Becky Kagan-Schott, an underwater videographer, explores the Sandusky shipwreck, one of thousands of perfectly preserved time capsules in the Great Lakes. “Some of these shipwrecks look like they sank yesterday,” Becky quoted. The Sandusky, built in 1848 in Sandusky, Ohio, is the oldest known shipwreck in the Straits of Mackinac Shipwreck Preserve and is frequently visited by divers.
On September 20th, 1856, a violent gale erupted on Lake Michigan’s northern end, catching the two masked brig Sandusky in the Straits and sinking her in 84 feet of water. She was sailing east from Chicago to Buffalo, New York, loaded with grain. In total, nine crew members pershished. According to the story, three men clung to the mast that protruded from the water, but they died before they could be rescued by side-wheeler Queen City, along with the other six crew members.

=======

■ Required actions
1. In the Sandusky shipwreck passage, why are the wrecks in the Great Lakes called time capsules?
2. Write the next part of the Sandusky shipwreck passage, picking up after its final sentence.

■ Collected data
=======

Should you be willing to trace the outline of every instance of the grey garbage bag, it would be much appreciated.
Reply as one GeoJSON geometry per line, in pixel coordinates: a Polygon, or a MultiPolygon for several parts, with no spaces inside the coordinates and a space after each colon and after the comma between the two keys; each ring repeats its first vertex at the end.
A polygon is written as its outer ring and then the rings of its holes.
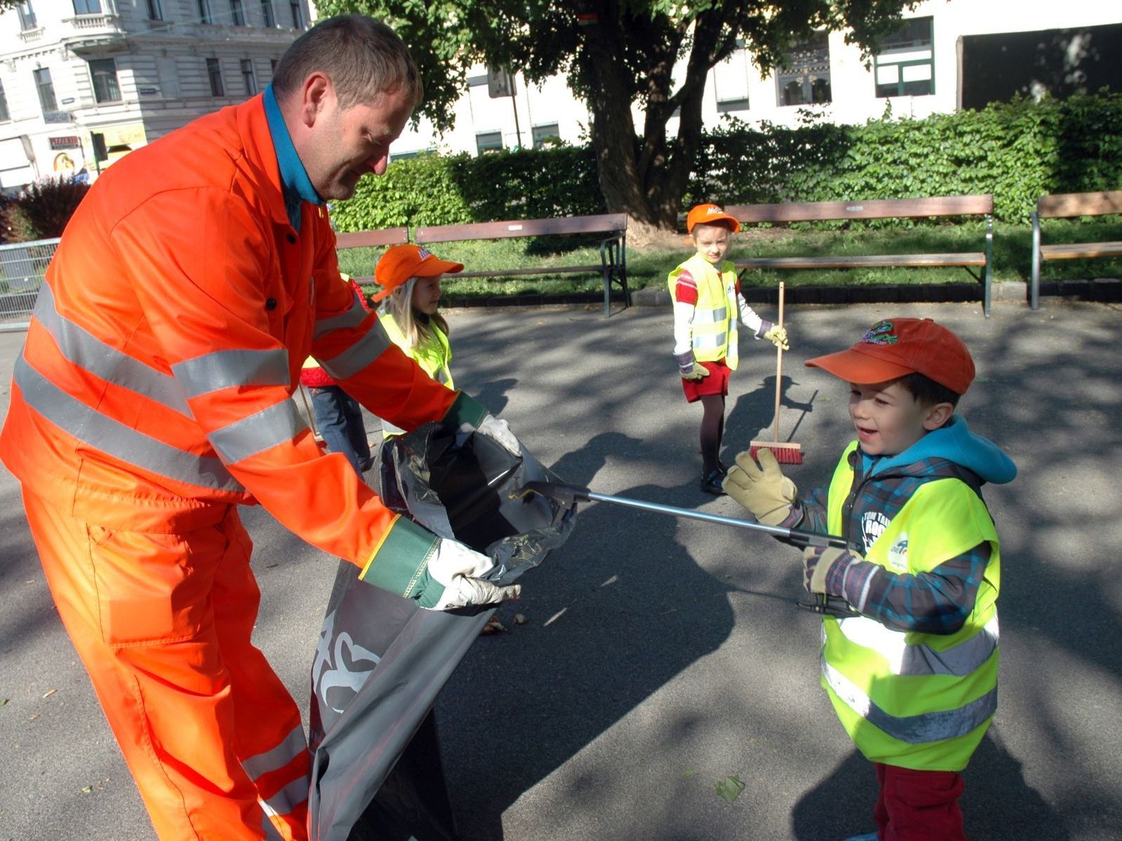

=======

■ Responses to the tasks
1. They are called time capsules because they are perfectly preserved. Some of them look as though they sank only yesterday.

2.
The Sandusky is located five miles west of the Mackinac Bridge. The decks are crumbling in places, but there are some interesting artifacts on and around the wreck for underwater photographers, but divers are strongly advised to “observe not expropriate” anything off the sunken ship.
From May to September, a mooring line is in place to help divers with location and to prevent damage from anchors and hooks.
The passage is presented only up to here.